[EXERCISE]:
Go through the material below and copy out only the lines that contain the word "bowl". Case matters, so a line counts only if its letters match in uppercase and lowercase.

[Items from a labeling collection]
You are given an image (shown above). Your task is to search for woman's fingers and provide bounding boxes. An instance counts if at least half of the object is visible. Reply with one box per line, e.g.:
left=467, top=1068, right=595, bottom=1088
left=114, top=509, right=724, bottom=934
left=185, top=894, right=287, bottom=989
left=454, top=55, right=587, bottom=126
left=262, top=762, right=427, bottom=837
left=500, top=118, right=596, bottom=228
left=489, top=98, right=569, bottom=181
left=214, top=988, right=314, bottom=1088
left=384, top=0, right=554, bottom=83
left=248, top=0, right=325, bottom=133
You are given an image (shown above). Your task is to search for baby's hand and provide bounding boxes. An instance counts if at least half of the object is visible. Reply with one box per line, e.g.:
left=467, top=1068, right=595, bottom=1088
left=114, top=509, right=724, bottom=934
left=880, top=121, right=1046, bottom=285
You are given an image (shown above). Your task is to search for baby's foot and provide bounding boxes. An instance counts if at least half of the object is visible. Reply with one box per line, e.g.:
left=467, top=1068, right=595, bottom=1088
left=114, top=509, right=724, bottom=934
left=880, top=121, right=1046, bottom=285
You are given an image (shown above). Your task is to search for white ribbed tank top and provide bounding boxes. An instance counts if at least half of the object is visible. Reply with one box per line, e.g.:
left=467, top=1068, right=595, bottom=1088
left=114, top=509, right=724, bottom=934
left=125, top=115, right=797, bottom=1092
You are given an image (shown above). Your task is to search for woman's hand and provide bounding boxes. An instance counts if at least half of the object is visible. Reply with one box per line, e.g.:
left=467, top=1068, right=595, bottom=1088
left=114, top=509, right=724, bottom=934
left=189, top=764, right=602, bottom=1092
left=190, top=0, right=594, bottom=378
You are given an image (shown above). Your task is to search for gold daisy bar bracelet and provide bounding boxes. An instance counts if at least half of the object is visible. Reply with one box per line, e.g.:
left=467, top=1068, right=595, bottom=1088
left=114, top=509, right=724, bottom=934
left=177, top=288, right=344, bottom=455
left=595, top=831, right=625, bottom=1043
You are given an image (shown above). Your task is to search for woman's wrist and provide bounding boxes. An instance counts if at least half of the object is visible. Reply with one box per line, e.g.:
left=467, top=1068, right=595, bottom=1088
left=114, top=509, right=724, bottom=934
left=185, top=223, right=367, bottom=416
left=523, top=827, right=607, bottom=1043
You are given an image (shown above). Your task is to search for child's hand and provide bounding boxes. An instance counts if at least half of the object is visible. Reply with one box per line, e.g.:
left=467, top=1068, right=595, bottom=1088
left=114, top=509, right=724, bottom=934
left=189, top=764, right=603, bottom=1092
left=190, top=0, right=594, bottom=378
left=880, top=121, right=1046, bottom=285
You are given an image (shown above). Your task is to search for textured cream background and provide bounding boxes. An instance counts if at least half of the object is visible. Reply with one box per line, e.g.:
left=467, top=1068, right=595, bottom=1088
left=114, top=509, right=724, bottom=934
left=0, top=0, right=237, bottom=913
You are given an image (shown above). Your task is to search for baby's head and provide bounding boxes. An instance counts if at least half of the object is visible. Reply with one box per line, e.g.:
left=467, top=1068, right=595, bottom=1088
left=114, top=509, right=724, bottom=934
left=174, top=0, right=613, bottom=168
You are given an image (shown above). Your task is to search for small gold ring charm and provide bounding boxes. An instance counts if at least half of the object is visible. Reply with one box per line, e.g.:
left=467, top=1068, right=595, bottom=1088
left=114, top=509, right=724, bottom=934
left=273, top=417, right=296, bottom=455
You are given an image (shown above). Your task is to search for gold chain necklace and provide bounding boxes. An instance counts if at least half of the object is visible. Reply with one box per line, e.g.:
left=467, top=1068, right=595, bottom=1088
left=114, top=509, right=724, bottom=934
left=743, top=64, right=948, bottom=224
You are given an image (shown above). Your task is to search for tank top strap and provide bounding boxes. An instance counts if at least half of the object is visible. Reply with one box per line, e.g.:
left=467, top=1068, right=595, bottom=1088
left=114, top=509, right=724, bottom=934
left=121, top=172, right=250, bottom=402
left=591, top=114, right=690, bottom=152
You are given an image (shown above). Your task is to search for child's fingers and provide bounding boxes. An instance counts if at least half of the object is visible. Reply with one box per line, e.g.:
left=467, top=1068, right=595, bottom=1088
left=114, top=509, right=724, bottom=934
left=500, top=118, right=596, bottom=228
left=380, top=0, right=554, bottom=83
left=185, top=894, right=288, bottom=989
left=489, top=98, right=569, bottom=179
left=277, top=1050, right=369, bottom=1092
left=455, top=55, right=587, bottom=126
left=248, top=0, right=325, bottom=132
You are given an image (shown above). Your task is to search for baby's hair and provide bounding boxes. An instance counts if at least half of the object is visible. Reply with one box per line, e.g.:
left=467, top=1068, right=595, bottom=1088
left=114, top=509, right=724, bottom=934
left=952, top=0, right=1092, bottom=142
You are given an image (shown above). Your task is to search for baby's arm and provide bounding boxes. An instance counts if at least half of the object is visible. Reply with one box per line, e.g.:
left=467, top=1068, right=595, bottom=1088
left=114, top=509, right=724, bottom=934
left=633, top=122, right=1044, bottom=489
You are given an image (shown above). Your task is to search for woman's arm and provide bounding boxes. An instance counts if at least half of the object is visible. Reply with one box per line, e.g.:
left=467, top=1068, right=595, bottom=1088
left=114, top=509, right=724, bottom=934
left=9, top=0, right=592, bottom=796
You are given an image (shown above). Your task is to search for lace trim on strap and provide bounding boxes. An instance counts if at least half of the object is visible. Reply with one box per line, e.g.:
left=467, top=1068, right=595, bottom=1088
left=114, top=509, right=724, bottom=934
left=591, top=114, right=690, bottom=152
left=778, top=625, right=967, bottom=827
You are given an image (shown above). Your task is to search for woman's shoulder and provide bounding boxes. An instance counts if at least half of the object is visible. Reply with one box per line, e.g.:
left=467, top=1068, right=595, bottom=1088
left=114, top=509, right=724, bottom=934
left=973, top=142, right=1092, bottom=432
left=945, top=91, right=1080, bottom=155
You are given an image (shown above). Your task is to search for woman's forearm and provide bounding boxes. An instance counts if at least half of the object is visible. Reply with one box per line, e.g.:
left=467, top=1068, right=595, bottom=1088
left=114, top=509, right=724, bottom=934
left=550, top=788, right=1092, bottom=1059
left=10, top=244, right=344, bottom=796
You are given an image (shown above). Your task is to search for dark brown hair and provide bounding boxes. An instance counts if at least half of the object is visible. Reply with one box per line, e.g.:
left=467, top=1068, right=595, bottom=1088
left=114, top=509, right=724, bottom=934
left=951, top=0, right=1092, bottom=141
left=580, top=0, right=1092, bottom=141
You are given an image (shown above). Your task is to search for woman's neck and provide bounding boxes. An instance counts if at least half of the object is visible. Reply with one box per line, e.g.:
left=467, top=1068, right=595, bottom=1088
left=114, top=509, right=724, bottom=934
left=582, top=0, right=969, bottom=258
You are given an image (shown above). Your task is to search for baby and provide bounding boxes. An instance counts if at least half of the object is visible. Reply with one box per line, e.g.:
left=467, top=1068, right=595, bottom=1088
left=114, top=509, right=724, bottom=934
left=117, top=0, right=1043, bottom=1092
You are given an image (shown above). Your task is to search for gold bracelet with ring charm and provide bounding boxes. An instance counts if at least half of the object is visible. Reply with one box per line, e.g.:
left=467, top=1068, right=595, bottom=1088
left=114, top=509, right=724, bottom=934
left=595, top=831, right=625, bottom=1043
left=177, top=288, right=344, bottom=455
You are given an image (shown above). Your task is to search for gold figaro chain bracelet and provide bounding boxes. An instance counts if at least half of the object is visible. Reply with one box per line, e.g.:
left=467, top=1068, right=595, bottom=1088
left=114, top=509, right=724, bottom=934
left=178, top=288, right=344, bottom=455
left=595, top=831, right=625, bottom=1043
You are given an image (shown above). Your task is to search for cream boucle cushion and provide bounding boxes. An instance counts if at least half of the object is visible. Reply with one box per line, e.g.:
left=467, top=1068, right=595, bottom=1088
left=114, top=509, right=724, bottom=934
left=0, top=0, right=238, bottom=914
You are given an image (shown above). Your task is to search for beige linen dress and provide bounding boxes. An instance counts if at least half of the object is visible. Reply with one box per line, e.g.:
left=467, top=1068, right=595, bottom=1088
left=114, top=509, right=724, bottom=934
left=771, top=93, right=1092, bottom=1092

---

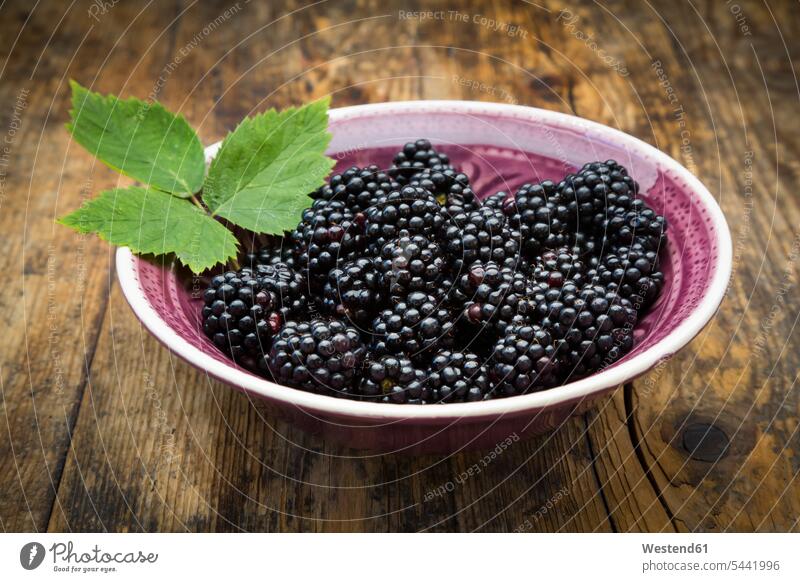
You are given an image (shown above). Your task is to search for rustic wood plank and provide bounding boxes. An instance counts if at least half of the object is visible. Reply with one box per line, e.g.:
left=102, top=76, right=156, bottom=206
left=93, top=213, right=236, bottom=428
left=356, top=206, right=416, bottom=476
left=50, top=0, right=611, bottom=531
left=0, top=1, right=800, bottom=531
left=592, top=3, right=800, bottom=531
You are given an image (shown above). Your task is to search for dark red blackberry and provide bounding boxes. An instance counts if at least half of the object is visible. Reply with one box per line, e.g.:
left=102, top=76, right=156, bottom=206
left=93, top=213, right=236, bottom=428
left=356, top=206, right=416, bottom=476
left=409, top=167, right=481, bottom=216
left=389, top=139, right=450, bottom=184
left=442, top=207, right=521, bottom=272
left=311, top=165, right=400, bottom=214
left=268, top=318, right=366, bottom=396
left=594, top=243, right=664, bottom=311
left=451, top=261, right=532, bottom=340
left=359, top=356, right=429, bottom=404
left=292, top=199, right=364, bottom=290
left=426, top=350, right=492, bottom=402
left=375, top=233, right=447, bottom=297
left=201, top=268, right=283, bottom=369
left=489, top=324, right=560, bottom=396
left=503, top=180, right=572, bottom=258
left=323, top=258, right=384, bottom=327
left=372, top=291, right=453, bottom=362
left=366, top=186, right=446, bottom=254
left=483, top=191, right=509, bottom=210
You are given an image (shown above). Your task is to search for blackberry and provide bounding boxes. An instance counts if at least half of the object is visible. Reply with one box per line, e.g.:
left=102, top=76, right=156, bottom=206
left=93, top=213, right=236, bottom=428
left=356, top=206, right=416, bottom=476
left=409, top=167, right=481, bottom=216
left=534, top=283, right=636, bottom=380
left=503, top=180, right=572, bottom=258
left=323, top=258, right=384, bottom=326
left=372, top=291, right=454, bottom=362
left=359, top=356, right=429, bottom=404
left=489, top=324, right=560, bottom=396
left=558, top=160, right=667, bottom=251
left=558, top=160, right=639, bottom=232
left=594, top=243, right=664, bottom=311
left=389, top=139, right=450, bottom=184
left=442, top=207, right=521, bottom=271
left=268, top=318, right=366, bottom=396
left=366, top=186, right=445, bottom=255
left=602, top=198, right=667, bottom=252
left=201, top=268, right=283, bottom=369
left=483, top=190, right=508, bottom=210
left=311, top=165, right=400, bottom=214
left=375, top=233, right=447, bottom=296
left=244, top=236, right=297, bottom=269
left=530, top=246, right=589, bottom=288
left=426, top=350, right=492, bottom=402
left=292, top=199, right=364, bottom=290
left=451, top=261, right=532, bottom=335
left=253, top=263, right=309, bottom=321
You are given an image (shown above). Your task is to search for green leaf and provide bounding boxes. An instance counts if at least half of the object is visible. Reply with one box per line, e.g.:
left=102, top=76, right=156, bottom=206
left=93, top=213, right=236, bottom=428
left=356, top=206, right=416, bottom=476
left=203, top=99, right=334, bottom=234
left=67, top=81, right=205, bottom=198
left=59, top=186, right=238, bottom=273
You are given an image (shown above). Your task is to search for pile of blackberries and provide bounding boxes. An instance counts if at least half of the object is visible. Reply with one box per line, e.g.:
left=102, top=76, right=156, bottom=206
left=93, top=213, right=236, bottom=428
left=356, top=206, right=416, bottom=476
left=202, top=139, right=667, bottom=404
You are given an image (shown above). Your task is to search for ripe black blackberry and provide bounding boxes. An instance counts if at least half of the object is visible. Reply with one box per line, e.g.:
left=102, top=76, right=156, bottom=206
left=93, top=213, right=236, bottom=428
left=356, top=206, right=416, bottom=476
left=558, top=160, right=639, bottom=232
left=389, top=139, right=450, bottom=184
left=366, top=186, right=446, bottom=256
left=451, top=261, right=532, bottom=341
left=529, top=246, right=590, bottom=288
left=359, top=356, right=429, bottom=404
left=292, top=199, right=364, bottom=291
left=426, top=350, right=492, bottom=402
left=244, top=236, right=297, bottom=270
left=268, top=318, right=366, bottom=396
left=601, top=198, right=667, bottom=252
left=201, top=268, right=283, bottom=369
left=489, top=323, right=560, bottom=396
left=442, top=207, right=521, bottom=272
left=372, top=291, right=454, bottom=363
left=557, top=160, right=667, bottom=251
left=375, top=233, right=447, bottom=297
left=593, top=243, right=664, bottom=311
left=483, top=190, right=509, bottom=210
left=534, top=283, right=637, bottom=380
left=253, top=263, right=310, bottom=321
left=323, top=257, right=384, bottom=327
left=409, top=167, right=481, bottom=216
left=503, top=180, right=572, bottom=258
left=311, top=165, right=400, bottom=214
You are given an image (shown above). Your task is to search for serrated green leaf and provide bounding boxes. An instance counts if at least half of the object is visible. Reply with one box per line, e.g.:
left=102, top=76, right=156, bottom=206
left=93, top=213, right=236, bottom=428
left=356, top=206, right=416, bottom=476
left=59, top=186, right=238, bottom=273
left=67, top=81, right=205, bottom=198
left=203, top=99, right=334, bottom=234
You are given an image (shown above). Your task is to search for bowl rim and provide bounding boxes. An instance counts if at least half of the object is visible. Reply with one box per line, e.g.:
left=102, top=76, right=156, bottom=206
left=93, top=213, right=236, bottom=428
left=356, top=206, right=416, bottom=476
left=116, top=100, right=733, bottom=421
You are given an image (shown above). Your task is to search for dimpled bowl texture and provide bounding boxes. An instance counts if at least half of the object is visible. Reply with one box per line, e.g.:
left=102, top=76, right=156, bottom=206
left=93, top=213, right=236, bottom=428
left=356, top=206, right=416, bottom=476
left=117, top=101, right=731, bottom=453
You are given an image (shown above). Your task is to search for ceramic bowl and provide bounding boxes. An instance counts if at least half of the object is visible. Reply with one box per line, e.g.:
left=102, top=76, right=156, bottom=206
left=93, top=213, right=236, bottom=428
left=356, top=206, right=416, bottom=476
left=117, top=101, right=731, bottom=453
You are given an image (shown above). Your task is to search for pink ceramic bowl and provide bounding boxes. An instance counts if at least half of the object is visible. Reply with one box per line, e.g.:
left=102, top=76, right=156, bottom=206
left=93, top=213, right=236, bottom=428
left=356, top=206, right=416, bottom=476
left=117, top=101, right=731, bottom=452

[EXPECTED ANSWER]:
You are given an image (shown above). Your task is to search for bowl rim and provide bounding boxes. An instance counts if at least half of the object is visible. Reply with one box per line, e.g.:
You are given an image (shown above). Your task is to search for dimpled bowl texture and provide bounding boxes. An instance counts if at least half of the object is visible. Reply with one box per line, e.g.:
You are given an image (shown above). Your task is to search for ceramic bowl and provide bounding boxes. An instance counts if at least half of the object is visible. Reply with one box per line, e.g.:
You are given an image (shown above). Your task is to search for pink ceramic bowl and provide bounding boxes. An instance counts if at least half of the object is visible. Reply with one box per line, e.g.:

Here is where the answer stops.